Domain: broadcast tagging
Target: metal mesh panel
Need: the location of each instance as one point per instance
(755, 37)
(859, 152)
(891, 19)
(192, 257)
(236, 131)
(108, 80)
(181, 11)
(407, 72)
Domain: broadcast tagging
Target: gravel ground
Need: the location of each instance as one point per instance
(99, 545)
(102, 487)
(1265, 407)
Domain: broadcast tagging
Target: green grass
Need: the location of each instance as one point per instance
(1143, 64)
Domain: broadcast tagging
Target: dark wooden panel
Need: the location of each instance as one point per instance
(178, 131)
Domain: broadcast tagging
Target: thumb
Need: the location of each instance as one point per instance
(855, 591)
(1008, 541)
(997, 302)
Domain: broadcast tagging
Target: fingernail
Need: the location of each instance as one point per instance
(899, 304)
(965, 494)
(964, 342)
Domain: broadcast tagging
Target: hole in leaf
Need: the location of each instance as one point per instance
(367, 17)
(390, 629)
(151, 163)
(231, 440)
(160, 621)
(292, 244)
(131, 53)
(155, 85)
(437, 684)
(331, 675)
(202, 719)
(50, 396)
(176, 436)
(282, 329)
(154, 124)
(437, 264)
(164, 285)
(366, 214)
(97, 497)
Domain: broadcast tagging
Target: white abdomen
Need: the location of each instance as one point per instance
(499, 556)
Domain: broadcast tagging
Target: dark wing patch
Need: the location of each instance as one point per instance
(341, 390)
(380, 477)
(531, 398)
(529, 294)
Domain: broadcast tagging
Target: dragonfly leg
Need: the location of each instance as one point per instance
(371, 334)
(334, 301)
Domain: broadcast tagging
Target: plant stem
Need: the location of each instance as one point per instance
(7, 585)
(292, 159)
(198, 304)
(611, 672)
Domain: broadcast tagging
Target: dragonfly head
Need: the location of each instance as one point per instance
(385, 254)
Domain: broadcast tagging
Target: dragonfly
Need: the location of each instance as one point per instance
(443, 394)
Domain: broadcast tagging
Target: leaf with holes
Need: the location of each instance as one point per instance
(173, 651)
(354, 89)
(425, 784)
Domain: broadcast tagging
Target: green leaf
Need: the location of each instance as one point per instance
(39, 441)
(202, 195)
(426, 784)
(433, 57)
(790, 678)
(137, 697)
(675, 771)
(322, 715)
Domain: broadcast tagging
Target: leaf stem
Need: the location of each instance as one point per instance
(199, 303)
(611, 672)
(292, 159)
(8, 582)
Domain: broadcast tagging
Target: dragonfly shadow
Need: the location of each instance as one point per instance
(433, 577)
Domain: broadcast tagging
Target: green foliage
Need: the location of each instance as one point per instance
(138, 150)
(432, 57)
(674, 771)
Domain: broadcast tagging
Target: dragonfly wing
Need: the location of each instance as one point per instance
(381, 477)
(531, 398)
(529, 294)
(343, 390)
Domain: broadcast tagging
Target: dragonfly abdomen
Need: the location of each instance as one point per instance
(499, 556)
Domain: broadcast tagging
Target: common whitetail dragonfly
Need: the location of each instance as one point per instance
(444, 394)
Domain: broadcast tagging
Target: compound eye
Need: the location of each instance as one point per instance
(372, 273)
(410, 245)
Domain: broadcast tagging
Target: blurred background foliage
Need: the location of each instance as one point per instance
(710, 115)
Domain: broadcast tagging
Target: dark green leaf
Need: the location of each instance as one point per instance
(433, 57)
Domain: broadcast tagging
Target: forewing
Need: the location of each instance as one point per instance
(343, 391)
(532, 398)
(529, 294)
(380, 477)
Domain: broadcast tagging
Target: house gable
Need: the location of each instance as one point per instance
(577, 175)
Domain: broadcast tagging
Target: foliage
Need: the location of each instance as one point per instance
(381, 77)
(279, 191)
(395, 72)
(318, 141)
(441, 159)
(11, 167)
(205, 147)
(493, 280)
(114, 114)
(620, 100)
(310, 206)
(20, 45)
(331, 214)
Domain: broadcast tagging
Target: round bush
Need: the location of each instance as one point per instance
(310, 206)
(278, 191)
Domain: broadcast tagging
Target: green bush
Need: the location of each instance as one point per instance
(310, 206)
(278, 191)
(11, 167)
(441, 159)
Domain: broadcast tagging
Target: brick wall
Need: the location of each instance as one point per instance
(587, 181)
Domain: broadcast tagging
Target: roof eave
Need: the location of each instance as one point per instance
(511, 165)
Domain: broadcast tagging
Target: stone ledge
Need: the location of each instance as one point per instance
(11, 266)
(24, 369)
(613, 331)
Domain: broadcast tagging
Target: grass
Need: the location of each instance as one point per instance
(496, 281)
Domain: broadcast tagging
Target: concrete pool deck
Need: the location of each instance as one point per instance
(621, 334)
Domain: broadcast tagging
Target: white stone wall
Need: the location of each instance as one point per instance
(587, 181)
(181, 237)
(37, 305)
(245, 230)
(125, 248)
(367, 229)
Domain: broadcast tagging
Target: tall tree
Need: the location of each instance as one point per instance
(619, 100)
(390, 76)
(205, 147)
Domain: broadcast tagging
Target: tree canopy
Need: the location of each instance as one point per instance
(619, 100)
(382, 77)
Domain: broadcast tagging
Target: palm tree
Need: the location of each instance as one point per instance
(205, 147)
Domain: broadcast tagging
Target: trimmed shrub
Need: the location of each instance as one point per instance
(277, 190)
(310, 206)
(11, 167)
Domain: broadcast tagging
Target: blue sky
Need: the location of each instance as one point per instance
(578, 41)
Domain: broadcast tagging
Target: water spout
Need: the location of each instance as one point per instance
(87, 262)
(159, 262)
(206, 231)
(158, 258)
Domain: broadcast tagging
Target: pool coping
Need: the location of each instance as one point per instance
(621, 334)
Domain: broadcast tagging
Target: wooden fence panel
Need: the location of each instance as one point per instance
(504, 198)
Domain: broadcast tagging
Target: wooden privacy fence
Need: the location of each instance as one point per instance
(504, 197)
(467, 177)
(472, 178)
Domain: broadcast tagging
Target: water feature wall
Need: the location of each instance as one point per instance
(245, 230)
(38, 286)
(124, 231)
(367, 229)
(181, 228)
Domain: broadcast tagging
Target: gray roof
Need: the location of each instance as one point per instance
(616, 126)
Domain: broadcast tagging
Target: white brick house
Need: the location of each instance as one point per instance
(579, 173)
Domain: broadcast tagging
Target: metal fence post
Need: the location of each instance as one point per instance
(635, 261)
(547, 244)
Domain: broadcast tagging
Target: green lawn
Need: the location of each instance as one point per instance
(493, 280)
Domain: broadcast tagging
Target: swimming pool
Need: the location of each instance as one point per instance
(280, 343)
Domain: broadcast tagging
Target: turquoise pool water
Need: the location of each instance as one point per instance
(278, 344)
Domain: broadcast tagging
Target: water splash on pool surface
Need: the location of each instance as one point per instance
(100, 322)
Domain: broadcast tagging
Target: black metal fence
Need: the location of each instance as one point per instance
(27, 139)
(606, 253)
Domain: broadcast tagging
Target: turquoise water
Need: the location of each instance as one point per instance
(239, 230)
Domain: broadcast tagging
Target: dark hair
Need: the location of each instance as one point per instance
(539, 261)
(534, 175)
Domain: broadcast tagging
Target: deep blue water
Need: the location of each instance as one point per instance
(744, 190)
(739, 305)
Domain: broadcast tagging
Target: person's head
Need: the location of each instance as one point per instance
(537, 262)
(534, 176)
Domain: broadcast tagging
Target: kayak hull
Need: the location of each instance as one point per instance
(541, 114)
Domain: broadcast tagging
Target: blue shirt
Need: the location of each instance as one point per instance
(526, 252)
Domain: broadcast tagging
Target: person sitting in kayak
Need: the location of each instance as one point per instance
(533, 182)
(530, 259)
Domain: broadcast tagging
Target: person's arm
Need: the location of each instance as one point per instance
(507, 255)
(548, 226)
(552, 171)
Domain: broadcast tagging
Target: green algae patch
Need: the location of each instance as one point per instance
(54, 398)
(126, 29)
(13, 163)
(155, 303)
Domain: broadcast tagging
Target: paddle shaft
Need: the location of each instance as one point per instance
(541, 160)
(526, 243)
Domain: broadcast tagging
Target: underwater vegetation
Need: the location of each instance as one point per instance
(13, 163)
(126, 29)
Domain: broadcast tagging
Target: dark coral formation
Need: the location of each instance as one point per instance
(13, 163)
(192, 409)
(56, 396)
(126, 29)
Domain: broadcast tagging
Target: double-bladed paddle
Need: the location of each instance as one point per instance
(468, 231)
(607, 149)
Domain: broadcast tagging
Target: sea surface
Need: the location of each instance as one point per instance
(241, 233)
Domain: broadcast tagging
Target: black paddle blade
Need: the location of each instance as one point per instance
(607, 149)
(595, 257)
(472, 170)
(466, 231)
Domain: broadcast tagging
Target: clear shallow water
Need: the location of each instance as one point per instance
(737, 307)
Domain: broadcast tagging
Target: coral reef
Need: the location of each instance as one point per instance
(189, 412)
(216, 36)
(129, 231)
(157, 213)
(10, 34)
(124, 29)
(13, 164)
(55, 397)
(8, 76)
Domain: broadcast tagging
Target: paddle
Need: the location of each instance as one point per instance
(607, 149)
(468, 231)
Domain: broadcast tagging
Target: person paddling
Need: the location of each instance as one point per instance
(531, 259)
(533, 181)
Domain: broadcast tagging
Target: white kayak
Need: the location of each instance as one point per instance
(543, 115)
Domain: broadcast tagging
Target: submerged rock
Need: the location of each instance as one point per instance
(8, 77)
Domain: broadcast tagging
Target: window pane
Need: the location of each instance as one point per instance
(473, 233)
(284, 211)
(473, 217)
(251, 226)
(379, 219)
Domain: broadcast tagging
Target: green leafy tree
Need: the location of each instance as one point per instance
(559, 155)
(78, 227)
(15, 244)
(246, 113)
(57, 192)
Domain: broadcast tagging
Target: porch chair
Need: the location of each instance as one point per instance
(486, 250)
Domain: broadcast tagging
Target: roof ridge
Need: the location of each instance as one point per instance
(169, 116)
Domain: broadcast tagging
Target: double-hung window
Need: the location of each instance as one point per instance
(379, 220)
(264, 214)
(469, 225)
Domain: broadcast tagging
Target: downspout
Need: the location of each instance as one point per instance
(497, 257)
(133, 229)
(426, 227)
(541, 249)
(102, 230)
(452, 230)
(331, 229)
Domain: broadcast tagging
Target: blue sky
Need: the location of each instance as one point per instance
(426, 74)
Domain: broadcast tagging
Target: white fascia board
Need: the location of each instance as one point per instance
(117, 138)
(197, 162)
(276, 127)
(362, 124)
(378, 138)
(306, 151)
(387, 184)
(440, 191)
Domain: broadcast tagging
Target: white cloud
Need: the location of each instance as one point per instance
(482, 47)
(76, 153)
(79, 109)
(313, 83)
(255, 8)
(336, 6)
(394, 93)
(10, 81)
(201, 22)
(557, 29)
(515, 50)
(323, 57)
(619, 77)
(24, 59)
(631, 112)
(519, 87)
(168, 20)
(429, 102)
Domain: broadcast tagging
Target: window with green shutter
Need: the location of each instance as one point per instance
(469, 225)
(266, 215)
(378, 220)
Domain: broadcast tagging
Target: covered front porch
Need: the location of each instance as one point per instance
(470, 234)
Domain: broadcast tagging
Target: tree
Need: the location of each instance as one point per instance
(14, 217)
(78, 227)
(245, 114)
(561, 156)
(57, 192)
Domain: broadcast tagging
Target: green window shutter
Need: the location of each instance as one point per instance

☆ ☆ ☆

Problem to solve: Please find every line in the records that contains the word "window", and copy it out.

Result:
Target: window pane
Target: double-hung window
Target: window with green shutter
Target: green window shutter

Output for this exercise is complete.